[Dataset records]
>> START

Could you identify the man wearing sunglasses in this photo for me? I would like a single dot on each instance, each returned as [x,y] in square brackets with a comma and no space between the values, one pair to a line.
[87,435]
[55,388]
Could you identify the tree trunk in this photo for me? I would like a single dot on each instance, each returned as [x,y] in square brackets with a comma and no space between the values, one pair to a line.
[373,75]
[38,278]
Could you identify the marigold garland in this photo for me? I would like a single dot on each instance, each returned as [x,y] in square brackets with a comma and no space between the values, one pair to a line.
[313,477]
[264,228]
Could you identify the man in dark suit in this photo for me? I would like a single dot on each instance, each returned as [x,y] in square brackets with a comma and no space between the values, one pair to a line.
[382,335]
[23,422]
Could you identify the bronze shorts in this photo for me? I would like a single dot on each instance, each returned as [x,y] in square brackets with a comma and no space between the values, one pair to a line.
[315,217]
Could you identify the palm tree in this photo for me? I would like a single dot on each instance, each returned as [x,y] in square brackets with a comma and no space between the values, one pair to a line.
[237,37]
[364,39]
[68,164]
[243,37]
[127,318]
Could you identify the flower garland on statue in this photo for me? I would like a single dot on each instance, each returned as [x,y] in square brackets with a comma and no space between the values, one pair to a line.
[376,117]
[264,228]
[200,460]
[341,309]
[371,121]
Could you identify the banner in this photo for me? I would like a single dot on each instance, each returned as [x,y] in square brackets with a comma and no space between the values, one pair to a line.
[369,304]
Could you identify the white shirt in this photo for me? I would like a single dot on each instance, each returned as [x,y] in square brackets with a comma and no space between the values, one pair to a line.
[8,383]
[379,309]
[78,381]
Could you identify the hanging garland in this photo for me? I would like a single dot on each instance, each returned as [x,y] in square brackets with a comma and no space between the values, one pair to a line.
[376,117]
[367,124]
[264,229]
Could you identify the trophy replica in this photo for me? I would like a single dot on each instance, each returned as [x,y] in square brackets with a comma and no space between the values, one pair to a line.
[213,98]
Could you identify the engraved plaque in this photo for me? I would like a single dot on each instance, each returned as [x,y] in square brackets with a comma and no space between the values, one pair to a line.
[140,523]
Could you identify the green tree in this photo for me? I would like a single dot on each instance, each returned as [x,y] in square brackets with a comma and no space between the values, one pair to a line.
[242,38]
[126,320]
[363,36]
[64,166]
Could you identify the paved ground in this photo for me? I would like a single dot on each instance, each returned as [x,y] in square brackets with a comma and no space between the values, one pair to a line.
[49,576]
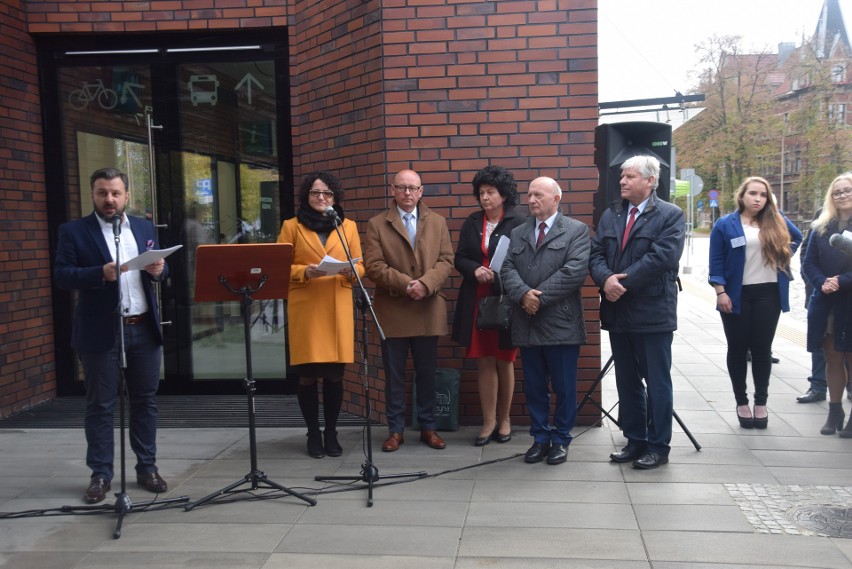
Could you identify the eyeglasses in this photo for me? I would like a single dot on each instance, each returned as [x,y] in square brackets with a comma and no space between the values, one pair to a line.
[842,193]
[403,189]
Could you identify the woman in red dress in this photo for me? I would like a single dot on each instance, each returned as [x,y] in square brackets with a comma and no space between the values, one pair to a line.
[495,190]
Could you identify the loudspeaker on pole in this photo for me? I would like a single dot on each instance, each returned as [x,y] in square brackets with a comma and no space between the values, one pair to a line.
[615,143]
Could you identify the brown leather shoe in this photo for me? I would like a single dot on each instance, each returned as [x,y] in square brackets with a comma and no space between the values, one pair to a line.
[392,442]
[152,482]
[432,439]
[98,488]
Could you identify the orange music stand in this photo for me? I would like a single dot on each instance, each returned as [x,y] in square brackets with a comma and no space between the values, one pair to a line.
[256,271]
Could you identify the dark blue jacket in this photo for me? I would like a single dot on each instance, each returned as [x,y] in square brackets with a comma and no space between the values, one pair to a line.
[651,261]
[728,263]
[81,253]
[822,261]
[468,259]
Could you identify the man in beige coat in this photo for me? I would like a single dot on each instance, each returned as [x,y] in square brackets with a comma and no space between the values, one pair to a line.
[409,257]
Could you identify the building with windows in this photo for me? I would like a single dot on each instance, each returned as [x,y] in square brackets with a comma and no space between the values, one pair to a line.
[216,109]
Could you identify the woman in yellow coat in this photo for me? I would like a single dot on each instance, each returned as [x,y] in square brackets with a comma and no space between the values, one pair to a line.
[320,306]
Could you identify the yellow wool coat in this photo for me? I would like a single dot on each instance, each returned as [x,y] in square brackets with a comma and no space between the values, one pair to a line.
[320,310]
[391,264]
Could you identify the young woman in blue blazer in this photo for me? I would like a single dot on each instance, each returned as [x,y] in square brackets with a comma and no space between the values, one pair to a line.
[750,251]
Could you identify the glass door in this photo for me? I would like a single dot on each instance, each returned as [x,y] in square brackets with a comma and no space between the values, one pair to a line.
[198,132]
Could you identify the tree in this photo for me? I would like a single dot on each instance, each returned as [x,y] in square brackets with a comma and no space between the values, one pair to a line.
[816,125]
[726,142]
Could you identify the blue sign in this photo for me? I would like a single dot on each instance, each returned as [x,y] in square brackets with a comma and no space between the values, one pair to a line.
[204,191]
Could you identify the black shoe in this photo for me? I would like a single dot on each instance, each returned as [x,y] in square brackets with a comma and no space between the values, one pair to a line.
[834,421]
[811,396]
[482,441]
[650,460]
[316,449]
[558,454]
[97,490]
[537,452]
[501,438]
[629,453]
[332,446]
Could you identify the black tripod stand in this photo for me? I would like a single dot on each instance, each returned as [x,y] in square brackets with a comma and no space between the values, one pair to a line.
[587,398]
[369,471]
[123,504]
[255,477]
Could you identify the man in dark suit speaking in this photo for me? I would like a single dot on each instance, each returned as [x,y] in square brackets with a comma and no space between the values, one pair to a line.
[85,262]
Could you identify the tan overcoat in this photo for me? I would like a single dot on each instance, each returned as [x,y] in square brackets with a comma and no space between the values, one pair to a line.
[391,264]
[320,310]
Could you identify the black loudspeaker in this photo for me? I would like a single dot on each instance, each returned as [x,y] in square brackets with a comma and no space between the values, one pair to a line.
[615,143]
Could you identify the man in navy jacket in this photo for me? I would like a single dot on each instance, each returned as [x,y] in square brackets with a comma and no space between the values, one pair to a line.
[634,260]
[85,262]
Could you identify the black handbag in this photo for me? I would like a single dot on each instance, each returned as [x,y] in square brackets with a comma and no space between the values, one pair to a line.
[495,312]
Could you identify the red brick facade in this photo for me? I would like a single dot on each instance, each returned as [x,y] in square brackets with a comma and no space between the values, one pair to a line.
[27,370]
[441,86]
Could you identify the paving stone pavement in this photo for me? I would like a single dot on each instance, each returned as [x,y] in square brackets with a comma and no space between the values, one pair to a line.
[746,499]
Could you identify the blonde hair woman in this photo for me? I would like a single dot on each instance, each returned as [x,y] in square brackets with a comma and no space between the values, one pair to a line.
[829,270]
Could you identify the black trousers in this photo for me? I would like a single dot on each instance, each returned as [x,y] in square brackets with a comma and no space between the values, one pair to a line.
[752,329]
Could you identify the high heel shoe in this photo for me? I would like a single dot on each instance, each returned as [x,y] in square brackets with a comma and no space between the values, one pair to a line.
[760,422]
[834,422]
[481,441]
[499,437]
[745,422]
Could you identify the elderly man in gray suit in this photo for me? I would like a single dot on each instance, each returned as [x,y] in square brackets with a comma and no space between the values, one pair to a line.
[544,273]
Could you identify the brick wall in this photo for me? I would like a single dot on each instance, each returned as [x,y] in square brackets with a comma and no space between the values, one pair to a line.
[442,86]
[27,374]
[512,83]
[447,87]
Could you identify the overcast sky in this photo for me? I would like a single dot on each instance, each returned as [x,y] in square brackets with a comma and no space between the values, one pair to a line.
[646,47]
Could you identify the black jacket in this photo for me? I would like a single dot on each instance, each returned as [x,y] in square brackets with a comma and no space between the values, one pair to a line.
[468,259]
[651,261]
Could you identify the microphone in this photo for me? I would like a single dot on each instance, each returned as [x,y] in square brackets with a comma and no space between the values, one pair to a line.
[841,241]
[329,212]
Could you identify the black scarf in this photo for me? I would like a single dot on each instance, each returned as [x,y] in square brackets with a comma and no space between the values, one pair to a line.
[318,221]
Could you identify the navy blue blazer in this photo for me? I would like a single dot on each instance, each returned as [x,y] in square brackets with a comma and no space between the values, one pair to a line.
[727,263]
[81,253]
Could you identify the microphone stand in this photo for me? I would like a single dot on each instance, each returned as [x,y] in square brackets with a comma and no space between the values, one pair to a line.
[123,503]
[369,471]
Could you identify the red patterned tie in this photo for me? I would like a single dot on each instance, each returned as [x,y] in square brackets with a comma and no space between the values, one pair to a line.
[630,223]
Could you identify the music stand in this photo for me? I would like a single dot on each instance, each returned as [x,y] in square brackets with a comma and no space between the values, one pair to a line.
[256,271]
[587,398]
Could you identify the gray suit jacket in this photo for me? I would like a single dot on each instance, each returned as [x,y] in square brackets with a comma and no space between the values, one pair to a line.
[558,269]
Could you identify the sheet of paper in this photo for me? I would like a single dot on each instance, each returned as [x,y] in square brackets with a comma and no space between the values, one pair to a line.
[331,266]
[500,254]
[151,256]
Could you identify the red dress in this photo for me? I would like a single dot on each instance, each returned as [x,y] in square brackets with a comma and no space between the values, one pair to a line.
[485,343]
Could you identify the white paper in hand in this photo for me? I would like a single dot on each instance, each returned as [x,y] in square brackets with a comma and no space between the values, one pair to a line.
[499,254]
[139,262]
[331,266]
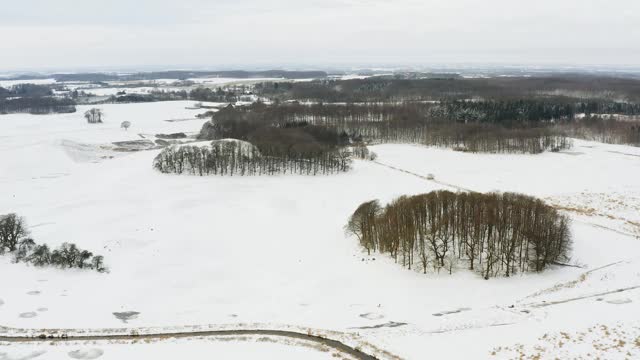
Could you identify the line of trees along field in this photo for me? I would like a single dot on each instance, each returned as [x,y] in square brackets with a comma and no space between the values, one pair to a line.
[15,240]
[492,233]
[381,123]
[393,89]
[242,159]
[33,99]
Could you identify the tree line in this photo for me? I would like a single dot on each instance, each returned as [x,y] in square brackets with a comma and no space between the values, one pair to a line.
[33,99]
[383,123]
[394,88]
[237,158]
[15,240]
[492,234]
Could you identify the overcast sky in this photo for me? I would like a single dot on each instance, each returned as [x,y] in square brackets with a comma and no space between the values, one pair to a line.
[67,34]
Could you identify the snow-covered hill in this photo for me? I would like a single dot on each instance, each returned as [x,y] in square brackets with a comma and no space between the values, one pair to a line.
[272,250]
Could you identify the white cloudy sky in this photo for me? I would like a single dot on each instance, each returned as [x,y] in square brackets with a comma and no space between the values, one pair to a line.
[39,34]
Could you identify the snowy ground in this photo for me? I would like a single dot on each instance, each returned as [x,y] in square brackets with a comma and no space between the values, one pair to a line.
[271,251]
[231,348]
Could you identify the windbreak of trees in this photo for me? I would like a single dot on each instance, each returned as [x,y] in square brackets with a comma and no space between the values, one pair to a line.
[417,123]
[33,99]
[493,234]
[605,129]
[390,89]
[239,158]
[15,240]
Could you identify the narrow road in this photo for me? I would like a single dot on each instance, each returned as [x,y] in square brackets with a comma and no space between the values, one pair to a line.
[335,344]
[422,177]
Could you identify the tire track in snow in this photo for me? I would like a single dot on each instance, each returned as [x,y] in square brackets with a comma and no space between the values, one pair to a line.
[459,188]
[355,352]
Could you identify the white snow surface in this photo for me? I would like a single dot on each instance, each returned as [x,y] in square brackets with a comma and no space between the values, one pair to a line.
[9,83]
[240,348]
[224,251]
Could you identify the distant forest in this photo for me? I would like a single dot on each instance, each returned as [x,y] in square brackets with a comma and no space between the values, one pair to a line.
[34,99]
[176,74]
[499,114]
[493,234]
[381,123]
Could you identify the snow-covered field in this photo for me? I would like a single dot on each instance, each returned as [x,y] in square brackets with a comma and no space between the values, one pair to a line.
[271,251]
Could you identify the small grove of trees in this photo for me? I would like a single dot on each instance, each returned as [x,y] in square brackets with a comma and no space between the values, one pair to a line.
[232,157]
[14,240]
[33,99]
[94,116]
[492,233]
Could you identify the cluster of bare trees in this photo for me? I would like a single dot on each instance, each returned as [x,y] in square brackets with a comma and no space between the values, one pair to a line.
[606,129]
[485,138]
[491,233]
[243,159]
[15,240]
[450,86]
[94,116]
[418,123]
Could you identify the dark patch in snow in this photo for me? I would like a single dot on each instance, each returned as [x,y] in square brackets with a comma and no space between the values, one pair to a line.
[372,316]
[619,301]
[28,315]
[86,354]
[32,355]
[126,316]
[442,313]
[390,324]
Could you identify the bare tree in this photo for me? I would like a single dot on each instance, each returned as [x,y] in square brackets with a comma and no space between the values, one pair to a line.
[12,229]
[94,116]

>> END

▶ **Stated exercise**: Only the lines from the one that contains "Could you identify the white snow" to the end of the entries above should be given again, exactly and in full.

▶ **Exercise answer**:
Could you identify the white snow surface in this photo for me? I would like a single dot on each instance, each returned as [x,y] in square brackets with a comma and no space between the values, one pair to a line.
[9,83]
[240,348]
[224,251]
Could you identify the distant forest in this photo for me? I would like a single dot on each instance, each returned as [x,y] in square brackets with a comma and no space between the values, one pair to a line.
[34,99]
[176,74]
[499,114]
[493,234]
[381,123]
Could you identify the snow-covered field in this photo for me? I would like a single dot on each instance, each returned as [x,y] in square brackets with a comma and no space between the values, one pair to a line.
[271,251]
Could you identify the small grove of trees in this photo for me? I would like a single dot on each instance, each returned as [x,y] in square brackets with a comma and no space between the values, one pair to a line.
[232,157]
[14,240]
[33,99]
[94,116]
[492,233]
Could you identify the cluster of bare trees in this photo for me? I would like a single dot on each instance, each returned as [x,y] in square brackets with a comma and no space between the values, one pair to a line.
[606,129]
[485,138]
[491,233]
[243,159]
[15,240]
[450,86]
[94,116]
[418,123]
Could you identify the dark patch in snow in this photo for me? I would like a single dot on each instance, each returned as [x,y] in square brackets with a comma and no space between the values, one pair to a line.
[372,316]
[619,301]
[28,315]
[86,354]
[32,355]
[126,316]
[442,313]
[390,324]
Could you identify the bare tree in this photo for me? I would like a single dot on each instance, each returned as [x,y] in square brackets with a comma and no space between the values, one pair to a line.
[12,229]
[94,116]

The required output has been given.